◆ **Activity list**:
- a) According to the news report on Nigeria's open drug markets, in which cities are the Coordinated Wholesale Centres being developed?
- b) Continue the news report on Nigeria's open drug markets, starting after its last sentence.

◆ **Reading passage**:
Segment Open

By Martins Ifijeh
The federal government has said that all open drug markets in Nigeria will be permanently shut by December 31, 2018, even as it said it will be introducing drug Coordinated Wholesale Centres nationwide to check the menace of falsified medical products in the country.
The Minister of Health, Professor Isaac Adewole, disclosed this in Lagos during a stakeholders’ workshop organised by the National Agency for Food and Drug Administration and Control (NAFDAC) in collaboration with the World Health Organisation (WHO) on ‘The prevention, Detection and Response of Substandard and Falsified medical Products.’
He said the new measures were designed to allow drugs to be sourced directly from importers or manufacturers down to the end users instead of buying drugs from the open drug markets.
According to him, the FMOH had developed the National Drug Distribution Guidelines, (NDDG) in 2012 to address the unsatisfactory chaotic drug distribution system of the country.
“Coordinated Wholesale Centres to accommodate open market medicines sellers have been approved and are being developed in Lagos, Onitsha, Aba and Kano and will commence operation by January 1, 2019.
“Medicine is an important component of healthcare delivery service and without the infusion of medicines; the health care service delivery system of a nation is sterile.
“A good-quality medicine supply system is essential for healthcare delivery. There is a special need to prevent therapeutic drug falsification in order to safeguard against health and maintain trust in healthcare system. The overall scale of trading in medicine and the resultant harm done to global health has not been adequately accessed,” he said.

Segment Closed

(Dataset excerpts)
Segment Open

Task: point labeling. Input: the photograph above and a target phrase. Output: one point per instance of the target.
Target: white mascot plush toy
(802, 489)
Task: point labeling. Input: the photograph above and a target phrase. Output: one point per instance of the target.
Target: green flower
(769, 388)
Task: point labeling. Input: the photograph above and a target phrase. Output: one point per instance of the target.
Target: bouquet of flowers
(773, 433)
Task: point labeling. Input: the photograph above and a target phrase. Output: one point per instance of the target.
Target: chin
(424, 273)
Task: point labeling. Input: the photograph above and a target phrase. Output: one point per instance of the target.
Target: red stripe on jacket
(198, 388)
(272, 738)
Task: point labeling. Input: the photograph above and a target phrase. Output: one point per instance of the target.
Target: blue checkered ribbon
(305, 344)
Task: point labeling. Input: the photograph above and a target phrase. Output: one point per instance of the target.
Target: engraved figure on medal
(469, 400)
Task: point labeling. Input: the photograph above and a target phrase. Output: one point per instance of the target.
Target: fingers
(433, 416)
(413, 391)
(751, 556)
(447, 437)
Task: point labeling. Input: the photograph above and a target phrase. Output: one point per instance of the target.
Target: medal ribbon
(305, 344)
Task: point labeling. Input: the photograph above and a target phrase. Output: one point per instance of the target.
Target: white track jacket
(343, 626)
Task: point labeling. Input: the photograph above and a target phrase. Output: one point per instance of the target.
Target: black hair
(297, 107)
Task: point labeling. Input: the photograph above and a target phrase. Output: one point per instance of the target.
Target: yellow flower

Segment Closed
Segment Open

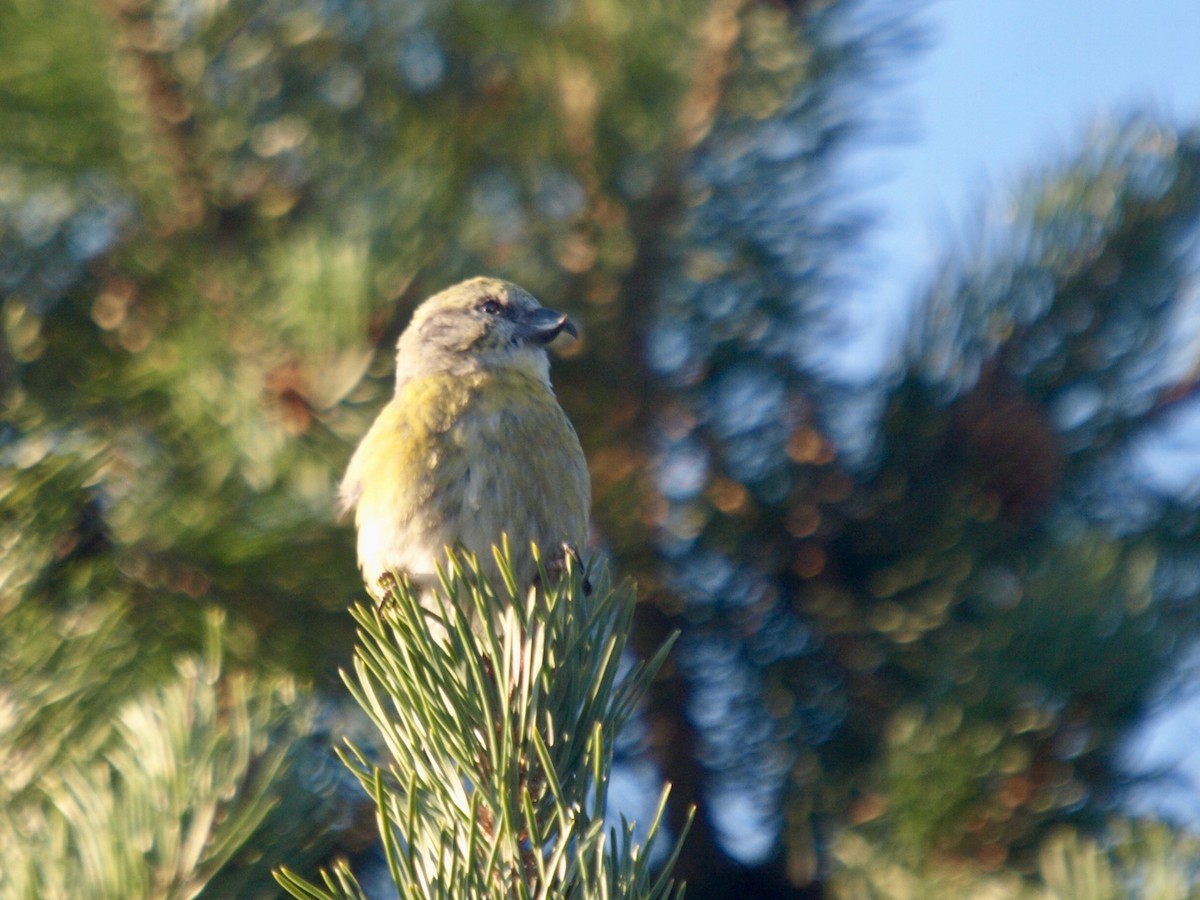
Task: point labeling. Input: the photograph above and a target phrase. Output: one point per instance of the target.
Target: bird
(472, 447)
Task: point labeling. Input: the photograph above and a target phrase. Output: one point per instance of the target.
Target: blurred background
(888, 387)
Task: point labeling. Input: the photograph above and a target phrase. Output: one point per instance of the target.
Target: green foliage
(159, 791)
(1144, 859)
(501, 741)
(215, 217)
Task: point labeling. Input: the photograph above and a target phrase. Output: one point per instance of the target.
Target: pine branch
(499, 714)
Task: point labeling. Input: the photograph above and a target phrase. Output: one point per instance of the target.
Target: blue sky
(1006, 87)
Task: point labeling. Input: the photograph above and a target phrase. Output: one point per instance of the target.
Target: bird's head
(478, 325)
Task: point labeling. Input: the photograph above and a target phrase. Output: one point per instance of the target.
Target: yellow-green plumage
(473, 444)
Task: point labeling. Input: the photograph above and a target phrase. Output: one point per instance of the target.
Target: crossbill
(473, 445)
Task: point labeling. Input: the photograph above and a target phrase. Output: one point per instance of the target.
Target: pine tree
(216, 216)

Segment Closed

◆ **Answers below**:
- a) Lagos, Onitsha, Aba and Kano.

- b)
On his part, the Acting Director General, NAFDAC, Mr. Ademola Mogbojuri, noted that the public health implications of substandard and falsified medical products include treatment failure, high treatment cost, development of resistance, loss of confidence in the healthcare providers and healthcare system and may ultimately, result in fatality and death.
Mogbojuri who raised the alarm that the problem has become a serious, threat to global public health said the fight against this nefarious act requires a sustained action by both governmental and non governmental bodies.
Stating that single and isolated interventions cannot address the issue of substandard falsified medical products, he called for coordinated actions with international organisations to reduce to the barest minimum the incidence of the ugly menace.
The Acting Director General said WHO established member states mechanism on substandard, spurious, falsely labelled, falsified and counterfeit medical products following its resolution 65:19 in May 2012 to promote public health, and access to affordable, safe, efficacious and quality medical product, across the globe.